**Избранный отрывок:**
Начало войны в 1939 году для гамбургского рыбного рынка означало одно, а для генерального консульства — совсем другое. Все лето туристы из Америки потоком направлялись в Европу для осмотра достопримечательностей или встречи с родственниками. По мере того как проходило лето и кризис того года становился все острее, мы все более откровенно убеждали туристов возвращаться домой, пока не стало слишком поздно. В последние дни августа мы уже встречали каждый корабль с туристами, швартовавшийся в Гамбурге, и пытались предупредить их об опасности ехать куда-то дальше. Но во времена, по-видимости мирные, американцы плохо поддаются внушениям своих консулов.
— Война — это лишь выдумка Чемберлена, — говорили нам одни.
Другие, менее искушенные в политике, лишь повторяли:
— Ерунда.
Но как только 1 сентября началась польская война, они быстро сменили тон. И больше не нужно было ходить на пристань, чтобы отыскать их. Они сами сотнями являлись в консульство.
Вначале лишь просили совета, и немедленно и прямо получали его.
— Отправляйтесь домой, и как можно скорее, — говорили мы.
И даже после этого кое-кто сомневался:
— Все это блеф прожженных европейских политиков. Они пытаются напугать нас. Британцы воевать не будут. Война закончится через десять дней.
Но у нас были причины думать иначе. Британский консул связался с нами и сказал, что Лондон будет просить нас позаботиться о его офисе, как только Англия вступит в войну. На всякий случай он передал нам всю свою наличность и счета, все номенклатуры и ключи и отправился ждать дома.
— Но когда нам объявят официально? — спросили мы у него перед его отъездом.
— Когда вы получите телеграмму из Форин-офиса в Лондоне только с одним словом «Warone»: это будет подтверждением. Вы должны будете принять его при помощи кодового слова «Wallup»! И с этого момента вы становитесь британским консулом тоже.
Это все выглядело очень будничной и простой процедурой, выгодно отличавшейся от нашей собственной. Два года спустя, когда был атакован Перл-Харбор, я сидел в посольстве в Куйбышеве. Мы получили сообщение о нападении и об объявлении войны лишь через несколько часов по радио. Еще через тринадцать дней мы получили из Вашингтона телеграмму на трех страницах с дословным повторением резолюции Конгресса об объявлении войны. Лично я думаю, что у британцев система лучше.
И через два дня после начала польской кампании так ничего и не произошло. Ничего подобного телеграмме из Лондона. Но консульство в Гамбурге гудело, как пчелиный улей. Вместо привычных для нас пятидесяти посетителей в день они приходили тысячами. Снаружи приводились в действие все противовоздушные мероприятия. Немецкие истребители патрулировали небо над нашими головами. Как только им становилось скучно, они принимались пикировать и при этом целились — во всяком случае, так казалось, прямо мне в затылок.
Капитан маленького американского грузового парохода подошел к стойке, за которой на высоком стуле восседал вице-консул Тейер. Что ему делать?
— Выводите ваше судно из Эльбы, и быстро.

**Представленные данные:**
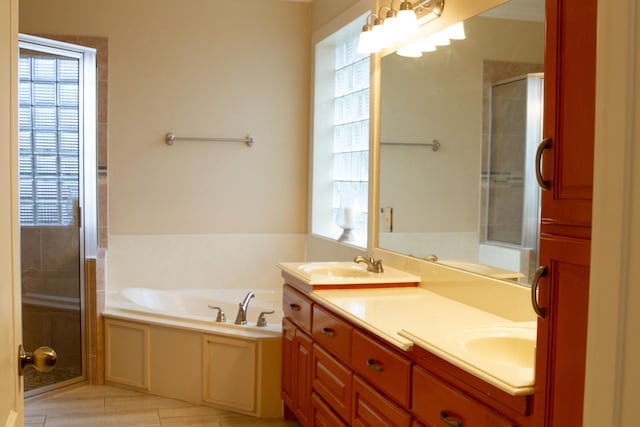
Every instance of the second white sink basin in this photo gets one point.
(346, 273)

**Что нужно сделать:**
- 1) Верните дословно часть отрывка о начале войны в Гамбурге от слов "И даже после" до слов "через десять дней." включительно.
- 2) Верны ли по отрывку следующие утверждения? (a) Британский консул передал американскому консульству свою наличность и ключи. (b) Обычно консульство в Гамбурге принимало около пятисот посетителей в день. (c) Капитан американского грузового парохода обратился к вице-консулу Тейеру. Для каждого утверждения ответьте «да» или «нет» и приведите точную цитату из отрывка, которая это решает.

**Итоговые результаты:**
- 1)
И даже после этого кое-кто сомневался:
— Все это блеф прожженных европейских политиков. Они пытаются напугать нас. Британцы воевать не будут. Война закончится через десять дней.

- 2)
(a) Да: «он передал нам всю свою наличность и счета, все номенклатуры и ключи».
(b) Нет: «Вместо привычных для нас пятидесяти посетителей в день они приходили тысячами».
(c) Да: «Капитан маленького американского грузового парохода подошел к стойке, за которой на высоком стуле восседал вице-консул Тейер».